- [PROBLEM TO WORK ON]: Would you restate each line of the data below word for word, without its pictures?

*** DATA FOR THE TASK ***

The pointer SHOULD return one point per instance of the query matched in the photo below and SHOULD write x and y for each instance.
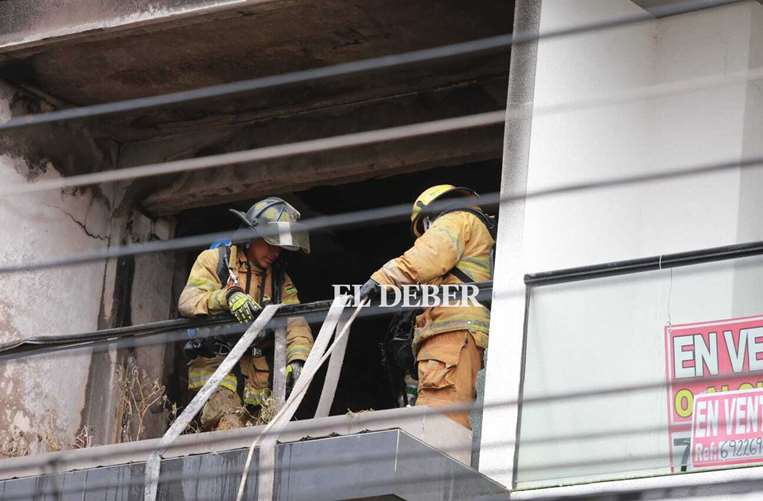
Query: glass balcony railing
(618, 356)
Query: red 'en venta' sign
(708, 357)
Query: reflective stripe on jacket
(255, 371)
(456, 239)
(205, 295)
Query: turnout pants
(447, 366)
(225, 409)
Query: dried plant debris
(138, 394)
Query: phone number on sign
(743, 448)
(728, 450)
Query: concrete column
(42, 398)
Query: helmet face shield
(275, 221)
(283, 234)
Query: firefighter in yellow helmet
(240, 279)
(453, 245)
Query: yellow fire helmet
(428, 196)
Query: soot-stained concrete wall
(41, 398)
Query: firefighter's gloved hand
(293, 371)
(370, 290)
(242, 306)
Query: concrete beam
(27, 24)
(248, 181)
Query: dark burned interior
(258, 39)
(345, 256)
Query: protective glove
(370, 290)
(293, 371)
(242, 306)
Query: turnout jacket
(204, 294)
(456, 239)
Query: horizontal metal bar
(645, 264)
(186, 328)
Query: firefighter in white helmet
(240, 279)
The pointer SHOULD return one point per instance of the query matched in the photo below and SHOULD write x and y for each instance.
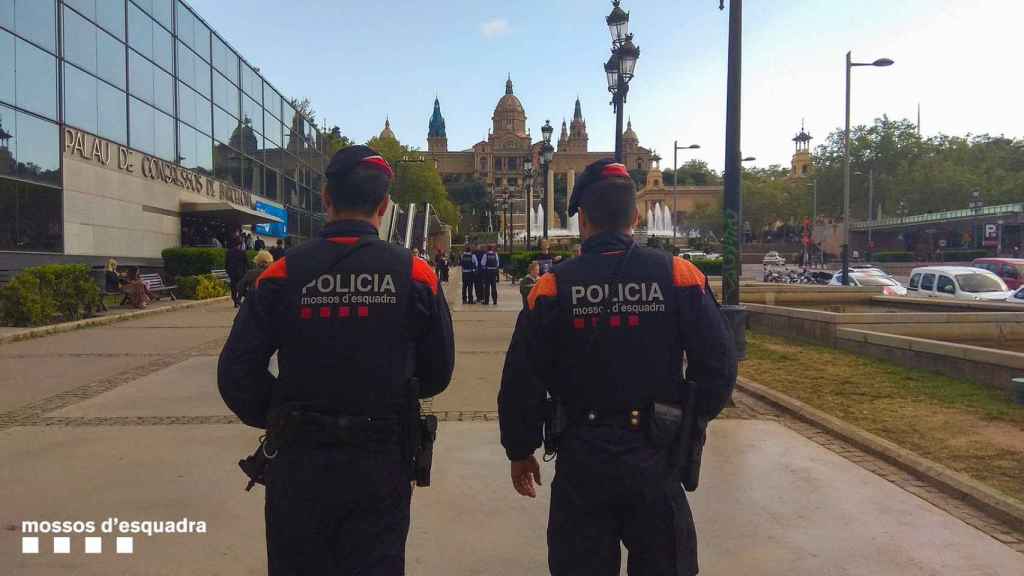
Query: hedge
(38, 295)
(963, 255)
(893, 256)
(187, 260)
(709, 266)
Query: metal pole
(547, 166)
(675, 182)
(870, 203)
(846, 181)
(732, 266)
(620, 99)
(529, 206)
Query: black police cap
(346, 159)
(600, 170)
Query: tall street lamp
(547, 153)
(527, 172)
(846, 164)
(675, 176)
(620, 67)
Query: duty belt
(630, 419)
(333, 428)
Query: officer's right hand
(524, 472)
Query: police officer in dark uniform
(492, 266)
(361, 331)
(470, 268)
(604, 334)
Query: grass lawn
(971, 428)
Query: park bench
(156, 285)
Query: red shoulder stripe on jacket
(547, 286)
(685, 274)
(278, 270)
(423, 274)
(344, 240)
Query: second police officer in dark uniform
(355, 323)
(492, 269)
(469, 271)
(604, 334)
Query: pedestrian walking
(492, 268)
(469, 265)
(361, 331)
(528, 281)
(237, 262)
(441, 263)
(604, 335)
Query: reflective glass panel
(34, 148)
(225, 94)
(252, 113)
(111, 59)
(81, 109)
(6, 67)
(143, 136)
(33, 217)
(270, 184)
(37, 21)
(35, 80)
(224, 126)
(111, 110)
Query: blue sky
(359, 62)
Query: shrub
(36, 295)
(893, 256)
(711, 266)
(193, 261)
(964, 254)
(209, 287)
(186, 287)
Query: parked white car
(1017, 297)
(890, 286)
(773, 258)
(962, 283)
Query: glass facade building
(148, 76)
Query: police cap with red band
(598, 171)
(346, 159)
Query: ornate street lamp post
(620, 67)
(846, 164)
(547, 153)
(527, 172)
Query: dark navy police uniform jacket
(351, 318)
(660, 307)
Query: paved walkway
(124, 420)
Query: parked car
(1017, 297)
(956, 282)
(1010, 270)
(890, 286)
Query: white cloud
(495, 28)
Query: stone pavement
(125, 420)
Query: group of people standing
(480, 268)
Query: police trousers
(610, 487)
(468, 287)
(337, 509)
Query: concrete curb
(1000, 505)
(102, 321)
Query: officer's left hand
(524, 472)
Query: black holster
(691, 440)
(555, 421)
(427, 425)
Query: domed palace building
(498, 161)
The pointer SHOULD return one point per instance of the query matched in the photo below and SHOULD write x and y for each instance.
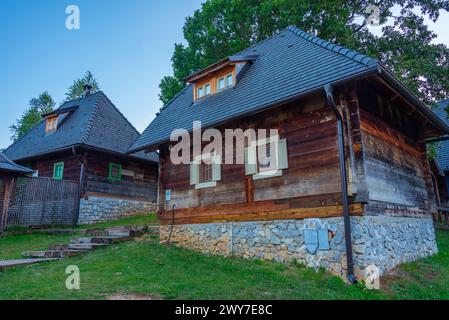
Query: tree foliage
(76, 90)
(32, 115)
(224, 27)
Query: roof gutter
(328, 89)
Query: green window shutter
(115, 172)
(250, 160)
(194, 173)
(58, 171)
(282, 154)
(216, 170)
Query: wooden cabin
(86, 140)
(440, 169)
(304, 87)
(8, 172)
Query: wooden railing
(32, 201)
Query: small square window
(221, 84)
(51, 124)
(115, 172)
(229, 80)
(200, 92)
(58, 171)
(205, 172)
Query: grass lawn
(145, 267)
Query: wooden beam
(217, 214)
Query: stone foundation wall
(380, 240)
(100, 209)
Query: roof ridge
(174, 98)
(22, 137)
(349, 53)
(92, 119)
(121, 113)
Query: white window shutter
(250, 160)
(282, 154)
(216, 171)
(194, 173)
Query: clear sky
(127, 44)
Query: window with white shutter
(266, 158)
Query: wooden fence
(33, 201)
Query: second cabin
(86, 140)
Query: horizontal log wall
(310, 187)
(396, 166)
(139, 180)
(72, 166)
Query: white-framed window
(205, 171)
(200, 92)
(221, 85)
(266, 158)
(225, 82)
(229, 80)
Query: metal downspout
(328, 89)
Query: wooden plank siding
(310, 187)
(72, 166)
(397, 170)
(138, 182)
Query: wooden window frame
(55, 166)
(113, 165)
(252, 152)
(51, 124)
(233, 80)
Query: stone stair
(8, 264)
(95, 239)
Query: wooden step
(101, 239)
(57, 247)
(86, 246)
(58, 254)
(8, 264)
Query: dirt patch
(132, 296)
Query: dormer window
(229, 80)
(51, 124)
(219, 76)
(203, 91)
(225, 82)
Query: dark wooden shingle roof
(92, 121)
(8, 166)
(286, 66)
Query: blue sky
(127, 44)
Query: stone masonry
(380, 240)
(99, 209)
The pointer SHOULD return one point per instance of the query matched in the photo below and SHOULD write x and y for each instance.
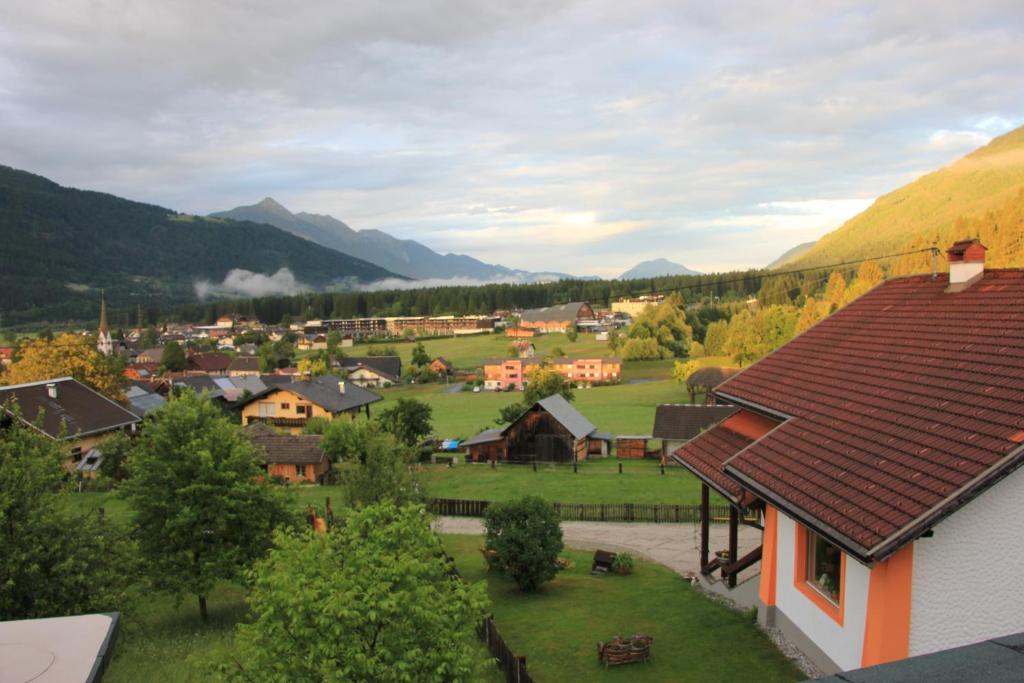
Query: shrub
(526, 540)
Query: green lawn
(167, 643)
(557, 628)
(621, 409)
(467, 352)
(596, 481)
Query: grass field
(557, 628)
(467, 352)
(621, 409)
(164, 642)
(596, 481)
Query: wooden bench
(629, 650)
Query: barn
(551, 430)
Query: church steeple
(104, 343)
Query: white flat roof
(61, 649)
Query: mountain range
(655, 268)
(986, 180)
(61, 246)
(406, 257)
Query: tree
(376, 602)
(381, 471)
(53, 561)
(420, 356)
(173, 358)
(203, 509)
(68, 355)
(543, 382)
(408, 420)
(526, 539)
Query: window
(819, 572)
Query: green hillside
(984, 180)
(59, 247)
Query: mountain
(59, 247)
(791, 255)
(406, 257)
(656, 268)
(985, 180)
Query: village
(713, 491)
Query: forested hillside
(983, 181)
(61, 246)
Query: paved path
(675, 546)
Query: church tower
(104, 343)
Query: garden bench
(619, 650)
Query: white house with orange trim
(881, 452)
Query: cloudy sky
(579, 136)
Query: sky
(578, 137)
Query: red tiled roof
(706, 454)
(900, 403)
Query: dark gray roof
(995, 660)
(294, 449)
(568, 417)
(683, 422)
(77, 411)
(566, 311)
(390, 365)
(486, 436)
(326, 392)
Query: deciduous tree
(68, 355)
(203, 509)
(372, 600)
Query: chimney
(967, 264)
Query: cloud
(246, 283)
(566, 136)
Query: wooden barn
(551, 430)
(631, 447)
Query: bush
(526, 539)
(623, 563)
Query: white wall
(969, 578)
(844, 644)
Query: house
(213, 363)
(557, 318)
(524, 349)
(142, 400)
(676, 424)
(295, 458)
(589, 371)
(67, 411)
(551, 430)
(151, 355)
(315, 342)
(244, 365)
(519, 332)
(372, 371)
(441, 367)
(507, 374)
(633, 306)
(291, 406)
(882, 450)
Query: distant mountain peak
(655, 268)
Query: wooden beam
(705, 524)
(733, 541)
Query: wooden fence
(512, 666)
(593, 512)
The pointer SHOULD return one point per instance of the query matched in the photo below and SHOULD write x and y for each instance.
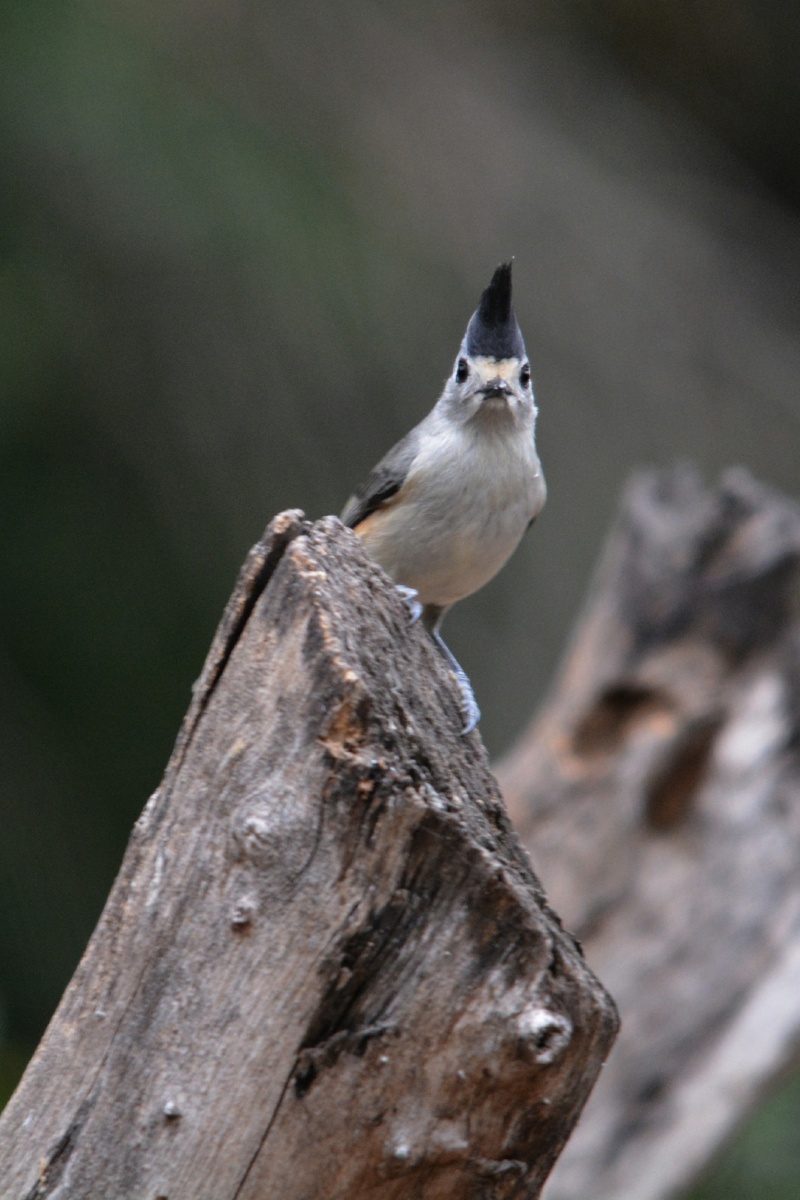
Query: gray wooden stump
(325, 967)
(659, 793)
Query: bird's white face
(489, 389)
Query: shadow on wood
(325, 967)
(659, 793)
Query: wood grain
(325, 967)
(659, 792)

*** End of DATA FOR THE TASK ***

- [FINAL ANSWER]:
The pointer SHOULD return one point per instance of the query matched in the photo below and SHOULD write x and y for each instance.
Query: glass balcony railing
(618, 356)
Query: red 'en venta' sign
(708, 357)
Query: reflective stripe on jacket
(255, 371)
(456, 239)
(205, 295)
Query: turnout pants
(447, 366)
(225, 409)
Query: dried plant debris
(138, 394)
Query: phone number on sign
(743, 448)
(728, 450)
Query: concrete column
(42, 398)
Query: helmet face shield
(275, 221)
(283, 234)
Query: firefighter in yellow helmet
(240, 279)
(453, 245)
Query: yellow fire helmet
(428, 196)
Query: soot-stained concrete wall
(41, 398)
Query: firefighter's gloved hand
(293, 371)
(370, 290)
(242, 306)
Query: concrete beam
(27, 24)
(248, 181)
Query: dark burned interior
(258, 39)
(345, 256)
Query: protective glove
(370, 290)
(293, 371)
(242, 306)
Query: turnout jacket
(204, 294)
(456, 239)
Query: horizontal metal bar
(645, 264)
(186, 328)
Query: firefighter in white helmet
(240, 279)
The pointer SHOULD return one point per instance of the query matched in the photo below and SHOULD write x and y for each instance.
Query: hedge
(38, 295)
(963, 255)
(893, 256)
(187, 260)
(709, 266)
Query: metal pole
(547, 166)
(675, 182)
(870, 203)
(846, 181)
(732, 266)
(620, 99)
(529, 206)
Query: black police cap
(346, 159)
(600, 170)
Query: tall street lamp
(547, 153)
(527, 172)
(846, 164)
(675, 176)
(620, 67)
Query: duty belt
(630, 419)
(333, 428)
Query: officer's right hand
(524, 472)
Query: police officer in dark uniform
(492, 266)
(361, 331)
(470, 268)
(604, 334)
Query: grass lawn
(971, 428)
Query: park bench
(156, 285)
Query: red shoulder stripe on jacket
(547, 286)
(685, 274)
(278, 270)
(423, 274)
(344, 240)
Query: second police officer in dark uniform
(355, 323)
(492, 269)
(469, 271)
(604, 334)
Query: pedestrian walking
(492, 268)
(469, 265)
(361, 331)
(528, 281)
(237, 262)
(441, 263)
(604, 335)
Query: reflective glass panel
(34, 148)
(225, 94)
(252, 113)
(111, 59)
(81, 109)
(6, 67)
(143, 136)
(33, 217)
(270, 184)
(37, 21)
(35, 80)
(224, 126)
(111, 110)
Query: blue sky
(359, 62)
Query: shrub
(36, 295)
(893, 256)
(711, 266)
(193, 261)
(964, 254)
(209, 287)
(186, 287)
Query: parked white car
(1017, 297)
(890, 286)
(773, 258)
(962, 283)
Query: glass facade building
(148, 76)
Query: police cap with red band
(598, 171)
(346, 159)
Query: ornate street lamp post
(620, 67)
(846, 164)
(547, 153)
(527, 172)
Query: dark navy police uniform jacket
(351, 318)
(660, 307)
Query: paved walkway
(124, 420)
Query: parked car
(1017, 297)
(956, 282)
(1010, 270)
(890, 286)
Query: white cloud
(495, 28)
Query: stone pavement
(125, 420)
Query: group of people standing
(480, 268)
Query: police trousers
(610, 487)
(468, 287)
(337, 509)
Query: concrete curb
(1000, 505)
(102, 321)
Query: officer's left hand
(524, 472)
Query: black holster
(691, 440)
(555, 421)
(427, 425)
Query: domed palace building
(498, 161)
The pointer SHOULD return one point per instance of the query matched in the photo below and SHOULD write x and y for each instance.
Query: tree foliage
(76, 90)
(32, 115)
(224, 27)
Query: roof gutter
(328, 89)
Query: green window shutter
(115, 172)
(250, 160)
(194, 173)
(58, 171)
(282, 154)
(216, 170)
Query: wooden cabin
(86, 140)
(440, 169)
(304, 87)
(8, 172)
Query: wooden railing
(32, 201)
Query: small square window
(221, 84)
(51, 124)
(115, 172)
(229, 80)
(200, 92)
(58, 171)
(205, 172)
Query: grass lawn
(145, 267)
Query: wooden beam
(217, 214)
Query: stone foundation wall
(380, 240)
(100, 209)
Query: roof ridge
(174, 98)
(22, 137)
(349, 53)
(92, 119)
(121, 113)
Query: white window shutter
(250, 160)
(282, 154)
(216, 171)
(194, 173)
Query: clear sky
(127, 44)
Query: window with white shutter
(266, 158)
Query: wooden fence
(33, 201)
Query: second cabin
(86, 140)
Query: horizontal log wall
(310, 187)
(396, 166)
(139, 180)
(72, 166)
Query: white-framed window
(205, 171)
(200, 92)
(221, 85)
(266, 158)
(225, 82)
(229, 80)
Query: metal downspout
(328, 89)
Query: wooden plank siding
(310, 187)
(72, 166)
(397, 170)
(138, 182)
Query: wooden window frame
(55, 166)
(113, 165)
(252, 152)
(51, 124)
(233, 80)
Query: stone stair
(8, 264)
(95, 239)
Query: wooden step
(101, 239)
(57, 247)
(86, 246)
(58, 254)
(8, 264)
Query: dirt patch
(132, 296)
Query: dormer window
(229, 80)
(51, 124)
(219, 76)
(203, 91)
(225, 82)
Query: dark wooden shingle roof
(92, 121)
(8, 166)
(286, 66)
Query: blue sky
(127, 44)
Query: stone masonry
(380, 240)
(99, 209)
The pointer SHOULD return one point per instance of the query matched in the photo below and SHOULD write x and y for each instance.
Query: shrub
(526, 540)
Query: green lawn
(167, 643)
(557, 628)
(621, 409)
(467, 352)
(596, 481)
Query: grass field
(557, 628)
(467, 352)
(621, 409)
(164, 642)
(596, 481)
Query: wooden bench
(629, 650)
Query: barn
(551, 430)
Query: church steeple
(104, 343)
Query: white flat roof
(61, 649)
Query: mountain range
(655, 268)
(986, 180)
(61, 246)
(406, 257)
Query: tree
(376, 602)
(381, 471)
(53, 561)
(420, 356)
(173, 358)
(203, 509)
(68, 355)
(543, 382)
(408, 420)
(526, 539)
Query: window
(819, 572)
Query: green hillside
(984, 180)
(59, 247)
Query: mountain
(59, 247)
(791, 255)
(406, 257)
(656, 268)
(985, 180)
Query: village
(713, 491)
Query: forested hillside
(983, 181)
(61, 246)
Query: paved path
(675, 546)
Query: church tower
(104, 343)
Query: garden bench
(619, 650)
Query: white house with orange trim
(881, 452)
Query: cloudy sky
(579, 136)
Query: sky
(578, 137)
Query: red tiled roof
(706, 454)
(900, 403)
Query: dark gray roof
(995, 660)
(294, 449)
(568, 417)
(683, 422)
(77, 411)
(566, 311)
(390, 365)
(486, 436)
(326, 392)
Query: deciduous tree
(68, 355)
(203, 509)
(372, 600)
Query: chimney
(967, 264)
Query: cloud
(246, 283)
(566, 136)
Query: wooden barn
(551, 430)
(631, 447)
Query: bush
(526, 539)
(623, 563)
Query: white wall
(969, 578)
(844, 644)
Query: house
(213, 363)
(557, 318)
(524, 349)
(142, 400)
(676, 424)
(295, 458)
(589, 371)
(67, 411)
(551, 430)
(151, 355)
(315, 342)
(244, 365)
(519, 332)
(372, 371)
(441, 367)
(507, 374)
(633, 306)
(291, 406)
(882, 450)
Query: distant mountain peak
(655, 268)
Query: wooden beam
(705, 524)
(733, 541)
Query: wooden fence
(512, 666)
(593, 512)
The pointer SHOULD return one point per instance of the query matched in the photo below and SHOULD write x and y for each instance.
Query: gray wooden stump
(325, 967)
(659, 793)
Query: bird's white face
(489, 389)
Query: shadow on wood
(325, 967)
(659, 793)
Query: wood grain
(325, 967)
(659, 792)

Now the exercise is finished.